Amazon declined to comment, and Paramount Skydance didn’t respond to a request for comment from Business Insider.
“We’re seeing a lot more of this drip-drip, which does cause uncertainty,” Carly Holm, founder and CEO of the consulting firm Humani HR, told Business Insider. “It’s not ideal.”
The forever diet
Layoffs have, in some cases, become a form of corporate preening — a way to demonstrate that those in charge are avoiding bloated org charts or feeble business lines, especially after turbo-charged hiring during the pandemic in industries like tech.
Companies have also simply grown accustomed to routinely shedding workers, said Matthew Bidwell, a management professor at the University of Pennsylvania’s Wharton School.
“They may not have quite the same sense of, ‘Gosh, this is bad, so let’s just do it once and do it big,'” he told Business Insider.
And with the job market cooling, Bidwell said, bosses don’t have to worry as much that workers who remain will feel free to walk away.
Many CEOs’ thinking about layoffs has shifted over the decades, he said. Prior to around 1980, Bidwell said, employers tended to furlough workers, such as those in factories, when demand slipped, with the intention of hiring them back once things picked up. Layoffs, particularly among white-collar employees, were seen as a last resort, Bidwell said.
“The big change today is, ‘If we think it might raise profits, we’re going to do it,'” he said.
──────
## Exercise instructions
• a. List every company or firm named in the passage on corporate layoffs.
• b. Write a continuation of the passage on corporate layoffs that picks up after its final sentence.

(Data records)
──────
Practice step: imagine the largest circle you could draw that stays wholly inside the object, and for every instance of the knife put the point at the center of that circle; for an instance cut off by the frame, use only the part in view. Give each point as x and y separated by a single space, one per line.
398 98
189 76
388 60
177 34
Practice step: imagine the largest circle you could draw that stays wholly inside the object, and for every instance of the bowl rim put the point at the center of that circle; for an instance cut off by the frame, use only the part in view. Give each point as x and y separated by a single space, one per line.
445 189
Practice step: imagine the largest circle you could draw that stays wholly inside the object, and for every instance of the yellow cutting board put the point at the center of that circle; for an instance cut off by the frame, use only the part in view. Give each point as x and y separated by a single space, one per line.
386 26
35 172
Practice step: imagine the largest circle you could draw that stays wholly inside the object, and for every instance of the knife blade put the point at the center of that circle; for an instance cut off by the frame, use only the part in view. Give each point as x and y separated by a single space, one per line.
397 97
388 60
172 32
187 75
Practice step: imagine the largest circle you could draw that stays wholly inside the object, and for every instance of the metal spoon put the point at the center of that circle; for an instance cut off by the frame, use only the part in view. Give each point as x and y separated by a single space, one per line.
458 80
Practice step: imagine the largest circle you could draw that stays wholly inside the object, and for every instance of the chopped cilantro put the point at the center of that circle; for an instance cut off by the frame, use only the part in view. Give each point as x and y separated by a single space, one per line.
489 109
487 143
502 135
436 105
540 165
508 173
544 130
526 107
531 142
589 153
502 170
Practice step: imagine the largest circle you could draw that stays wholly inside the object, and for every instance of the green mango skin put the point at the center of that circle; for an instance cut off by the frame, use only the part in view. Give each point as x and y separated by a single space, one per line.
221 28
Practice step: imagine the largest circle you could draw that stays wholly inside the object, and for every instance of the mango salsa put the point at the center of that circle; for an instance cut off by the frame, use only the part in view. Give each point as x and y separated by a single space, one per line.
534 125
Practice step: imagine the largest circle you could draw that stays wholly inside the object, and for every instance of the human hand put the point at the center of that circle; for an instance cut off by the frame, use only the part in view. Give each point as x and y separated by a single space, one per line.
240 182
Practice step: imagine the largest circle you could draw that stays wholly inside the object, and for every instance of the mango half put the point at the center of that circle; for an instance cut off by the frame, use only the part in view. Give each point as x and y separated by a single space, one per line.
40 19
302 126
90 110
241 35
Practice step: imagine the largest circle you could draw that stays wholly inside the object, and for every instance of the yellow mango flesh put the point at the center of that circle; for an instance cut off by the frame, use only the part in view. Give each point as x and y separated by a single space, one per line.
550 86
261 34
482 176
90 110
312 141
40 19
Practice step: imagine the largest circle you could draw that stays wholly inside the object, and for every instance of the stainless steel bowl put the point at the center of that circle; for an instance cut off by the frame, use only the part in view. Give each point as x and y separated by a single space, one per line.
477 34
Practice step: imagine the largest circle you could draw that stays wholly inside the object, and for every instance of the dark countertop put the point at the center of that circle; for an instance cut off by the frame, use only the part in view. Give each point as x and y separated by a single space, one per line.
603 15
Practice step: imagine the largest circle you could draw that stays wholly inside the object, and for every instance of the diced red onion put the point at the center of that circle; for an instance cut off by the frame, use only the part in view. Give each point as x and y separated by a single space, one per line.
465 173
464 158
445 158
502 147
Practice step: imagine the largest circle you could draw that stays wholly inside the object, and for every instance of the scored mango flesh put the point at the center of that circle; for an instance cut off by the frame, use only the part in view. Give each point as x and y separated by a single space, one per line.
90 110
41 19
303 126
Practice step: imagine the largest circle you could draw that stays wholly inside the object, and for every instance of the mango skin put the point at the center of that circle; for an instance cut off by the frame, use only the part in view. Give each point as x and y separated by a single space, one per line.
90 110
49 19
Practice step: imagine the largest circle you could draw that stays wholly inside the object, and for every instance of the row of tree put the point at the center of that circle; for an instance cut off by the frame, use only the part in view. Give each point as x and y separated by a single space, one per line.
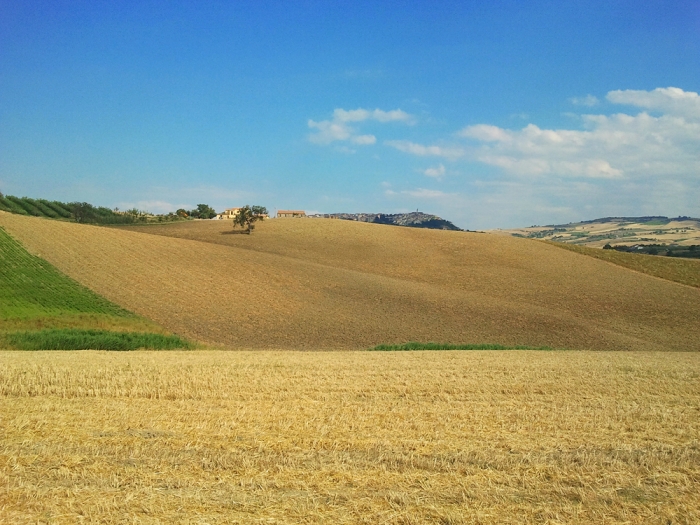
86 213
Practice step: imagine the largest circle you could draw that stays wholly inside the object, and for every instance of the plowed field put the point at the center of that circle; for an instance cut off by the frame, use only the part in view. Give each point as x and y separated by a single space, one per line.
315 284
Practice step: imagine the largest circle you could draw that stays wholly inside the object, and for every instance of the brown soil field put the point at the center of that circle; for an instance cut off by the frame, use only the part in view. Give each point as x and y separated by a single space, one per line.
512 437
315 284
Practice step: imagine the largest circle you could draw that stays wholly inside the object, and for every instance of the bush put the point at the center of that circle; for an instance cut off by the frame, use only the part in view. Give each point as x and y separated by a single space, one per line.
72 339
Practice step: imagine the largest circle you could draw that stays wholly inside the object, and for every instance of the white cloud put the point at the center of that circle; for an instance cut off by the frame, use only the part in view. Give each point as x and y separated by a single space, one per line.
425 151
338 128
671 101
588 100
609 147
436 172
364 139
358 115
423 193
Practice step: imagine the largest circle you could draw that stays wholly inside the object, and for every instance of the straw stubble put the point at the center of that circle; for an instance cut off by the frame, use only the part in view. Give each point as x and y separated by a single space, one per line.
358 437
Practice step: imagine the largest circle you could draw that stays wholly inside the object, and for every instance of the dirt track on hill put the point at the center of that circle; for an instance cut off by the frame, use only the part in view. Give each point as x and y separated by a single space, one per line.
314 284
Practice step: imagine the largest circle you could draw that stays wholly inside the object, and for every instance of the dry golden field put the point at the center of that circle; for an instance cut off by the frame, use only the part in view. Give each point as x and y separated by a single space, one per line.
350 437
686 271
329 284
597 234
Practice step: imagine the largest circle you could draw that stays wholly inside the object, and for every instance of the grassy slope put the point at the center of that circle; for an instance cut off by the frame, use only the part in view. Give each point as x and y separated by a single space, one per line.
684 271
339 284
39 305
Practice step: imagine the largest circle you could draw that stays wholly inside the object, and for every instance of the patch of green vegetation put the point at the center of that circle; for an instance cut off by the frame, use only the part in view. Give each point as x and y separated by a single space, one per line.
72 339
30 287
41 308
681 270
413 345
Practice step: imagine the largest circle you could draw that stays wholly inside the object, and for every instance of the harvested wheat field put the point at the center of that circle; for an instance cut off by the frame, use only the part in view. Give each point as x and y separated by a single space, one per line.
350 437
315 284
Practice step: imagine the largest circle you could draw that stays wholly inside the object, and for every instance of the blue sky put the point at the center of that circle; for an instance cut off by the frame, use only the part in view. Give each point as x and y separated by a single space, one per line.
490 114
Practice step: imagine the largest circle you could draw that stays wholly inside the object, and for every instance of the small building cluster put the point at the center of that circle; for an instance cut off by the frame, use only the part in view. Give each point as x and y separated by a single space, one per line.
231 213
228 213
290 213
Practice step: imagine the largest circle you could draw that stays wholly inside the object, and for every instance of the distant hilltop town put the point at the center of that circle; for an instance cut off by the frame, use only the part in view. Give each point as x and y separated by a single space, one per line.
414 219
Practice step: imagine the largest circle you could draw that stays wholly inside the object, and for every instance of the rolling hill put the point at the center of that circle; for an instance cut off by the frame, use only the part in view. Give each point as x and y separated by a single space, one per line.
325 284
618 231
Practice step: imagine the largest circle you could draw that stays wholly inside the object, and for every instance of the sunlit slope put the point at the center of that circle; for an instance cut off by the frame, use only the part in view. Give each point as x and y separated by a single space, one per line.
336 284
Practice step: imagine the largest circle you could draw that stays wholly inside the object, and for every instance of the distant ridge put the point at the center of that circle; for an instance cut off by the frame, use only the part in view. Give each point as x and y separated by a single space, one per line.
636 220
414 219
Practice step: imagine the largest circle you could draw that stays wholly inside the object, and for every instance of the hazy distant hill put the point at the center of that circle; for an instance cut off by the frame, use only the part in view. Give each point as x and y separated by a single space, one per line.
414 219
656 235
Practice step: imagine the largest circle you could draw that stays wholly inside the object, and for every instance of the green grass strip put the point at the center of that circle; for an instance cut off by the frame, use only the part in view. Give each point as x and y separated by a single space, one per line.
30 287
71 339
413 345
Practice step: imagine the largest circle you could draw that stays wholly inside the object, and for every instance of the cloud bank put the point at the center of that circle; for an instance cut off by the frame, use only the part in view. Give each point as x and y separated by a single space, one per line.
617 146
339 129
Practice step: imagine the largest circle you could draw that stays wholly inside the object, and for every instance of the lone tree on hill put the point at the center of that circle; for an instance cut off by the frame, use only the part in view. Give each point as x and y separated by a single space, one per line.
247 215
203 211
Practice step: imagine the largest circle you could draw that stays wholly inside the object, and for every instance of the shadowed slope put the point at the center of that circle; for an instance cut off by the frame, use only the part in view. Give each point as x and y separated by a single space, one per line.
338 284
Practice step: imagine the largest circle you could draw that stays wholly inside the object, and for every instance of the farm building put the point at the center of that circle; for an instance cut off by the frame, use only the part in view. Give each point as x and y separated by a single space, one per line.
228 213
290 213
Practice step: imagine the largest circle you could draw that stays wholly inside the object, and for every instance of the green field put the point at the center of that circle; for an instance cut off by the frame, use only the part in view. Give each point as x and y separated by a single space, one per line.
683 271
41 306
414 345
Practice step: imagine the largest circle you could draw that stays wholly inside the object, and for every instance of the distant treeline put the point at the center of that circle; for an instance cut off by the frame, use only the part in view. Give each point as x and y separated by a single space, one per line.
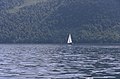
89 21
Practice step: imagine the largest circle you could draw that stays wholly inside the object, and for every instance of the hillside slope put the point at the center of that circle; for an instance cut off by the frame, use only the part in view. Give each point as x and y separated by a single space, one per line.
50 21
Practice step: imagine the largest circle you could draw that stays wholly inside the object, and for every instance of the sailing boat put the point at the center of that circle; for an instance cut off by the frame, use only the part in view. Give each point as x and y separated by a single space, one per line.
69 39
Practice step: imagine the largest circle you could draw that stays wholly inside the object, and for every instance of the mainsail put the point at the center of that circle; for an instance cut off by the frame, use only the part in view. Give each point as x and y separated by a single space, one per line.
69 39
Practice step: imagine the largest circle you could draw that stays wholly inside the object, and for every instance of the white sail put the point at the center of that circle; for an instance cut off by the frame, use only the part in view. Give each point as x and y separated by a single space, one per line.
69 39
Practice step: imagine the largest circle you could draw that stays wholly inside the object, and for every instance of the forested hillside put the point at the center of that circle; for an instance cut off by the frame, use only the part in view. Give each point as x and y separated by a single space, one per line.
50 21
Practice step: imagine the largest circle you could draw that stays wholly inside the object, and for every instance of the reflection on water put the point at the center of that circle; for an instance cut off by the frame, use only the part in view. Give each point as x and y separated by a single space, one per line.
59 62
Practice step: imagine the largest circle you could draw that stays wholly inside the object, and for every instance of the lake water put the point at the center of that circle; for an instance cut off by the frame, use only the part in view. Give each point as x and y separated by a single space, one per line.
59 61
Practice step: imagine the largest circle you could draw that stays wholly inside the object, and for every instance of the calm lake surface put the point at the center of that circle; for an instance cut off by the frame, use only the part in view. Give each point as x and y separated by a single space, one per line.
59 61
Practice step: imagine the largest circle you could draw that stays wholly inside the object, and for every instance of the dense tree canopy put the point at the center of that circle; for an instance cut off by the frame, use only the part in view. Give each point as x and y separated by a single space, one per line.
50 21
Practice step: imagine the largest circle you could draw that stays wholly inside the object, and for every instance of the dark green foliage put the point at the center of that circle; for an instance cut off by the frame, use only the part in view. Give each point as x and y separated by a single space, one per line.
89 21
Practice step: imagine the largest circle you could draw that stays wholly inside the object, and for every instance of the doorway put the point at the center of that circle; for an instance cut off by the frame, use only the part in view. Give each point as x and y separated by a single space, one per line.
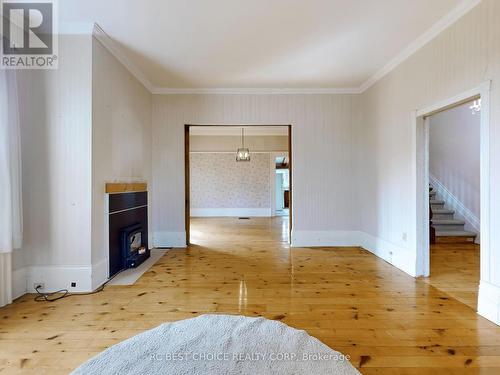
221 183
454 195
421 122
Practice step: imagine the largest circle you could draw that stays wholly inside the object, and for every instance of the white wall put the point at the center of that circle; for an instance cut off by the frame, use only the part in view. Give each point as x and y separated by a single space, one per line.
221 186
454 155
121 141
457 60
56 160
321 137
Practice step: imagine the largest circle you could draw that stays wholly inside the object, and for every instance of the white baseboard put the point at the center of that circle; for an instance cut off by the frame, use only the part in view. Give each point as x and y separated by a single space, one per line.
472 222
169 239
400 257
60 277
19 282
489 301
230 212
324 238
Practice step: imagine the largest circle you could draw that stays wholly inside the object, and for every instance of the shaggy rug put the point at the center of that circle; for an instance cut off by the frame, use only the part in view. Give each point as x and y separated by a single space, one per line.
220 344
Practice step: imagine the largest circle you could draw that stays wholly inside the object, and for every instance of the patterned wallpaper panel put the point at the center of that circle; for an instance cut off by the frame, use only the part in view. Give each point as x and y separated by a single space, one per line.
218 181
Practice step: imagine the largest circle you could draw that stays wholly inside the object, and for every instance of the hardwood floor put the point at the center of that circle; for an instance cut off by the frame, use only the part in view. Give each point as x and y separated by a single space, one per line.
455 270
388 322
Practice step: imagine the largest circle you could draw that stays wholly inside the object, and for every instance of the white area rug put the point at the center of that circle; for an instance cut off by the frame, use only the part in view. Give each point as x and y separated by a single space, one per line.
130 276
220 344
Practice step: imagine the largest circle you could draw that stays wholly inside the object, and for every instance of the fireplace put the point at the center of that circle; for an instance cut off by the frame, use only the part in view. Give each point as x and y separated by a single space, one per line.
128 230
133 248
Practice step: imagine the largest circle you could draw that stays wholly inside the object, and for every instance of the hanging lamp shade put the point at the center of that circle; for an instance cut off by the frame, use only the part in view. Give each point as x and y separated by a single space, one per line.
243 153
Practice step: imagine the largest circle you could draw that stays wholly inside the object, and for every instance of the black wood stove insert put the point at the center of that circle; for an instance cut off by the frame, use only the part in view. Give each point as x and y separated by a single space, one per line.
128 230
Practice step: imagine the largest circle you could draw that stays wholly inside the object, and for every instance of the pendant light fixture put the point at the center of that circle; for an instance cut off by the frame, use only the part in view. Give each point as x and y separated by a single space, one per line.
243 154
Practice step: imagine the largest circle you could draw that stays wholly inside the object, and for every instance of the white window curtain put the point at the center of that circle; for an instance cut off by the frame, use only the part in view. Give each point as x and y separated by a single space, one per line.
10 181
──────
## Answers for each item
• a. Amazon, Paramount Skydance, Business Insider, Humani HR

• b.
Brooks Holtom, a professor of management at Georgetown University, said that researchers have found that layoffs can decrease creativity among workers who remain, and increase their stress and rates of burnout.
That’s why, he told Business Insider in an email, it would be “much better” to make one-time cuts rather than spreading them out.
Another reason employers might prefer one big swing: People start leaving after layoffs. Research has shown that the share of workers who quit tends to increase by about 50% in the year following a layoff — and often the best performers are among them because they have options.
Reasons to go slow
While it can be disruptive to workers, it’s easy to see why CEOs might not want to swing the axe all at once. If they overshoot, they risk having to hire again, and few things signal instability like a whiplash hiring spree.
Getting the cuts over with might help morale and trust bounce back sooner, yet the approach also brings risks, said Sarah Rodehorst, cofounder and CEO of Onwards HR, which helps large companies stay compliant with regulations when laying off employees.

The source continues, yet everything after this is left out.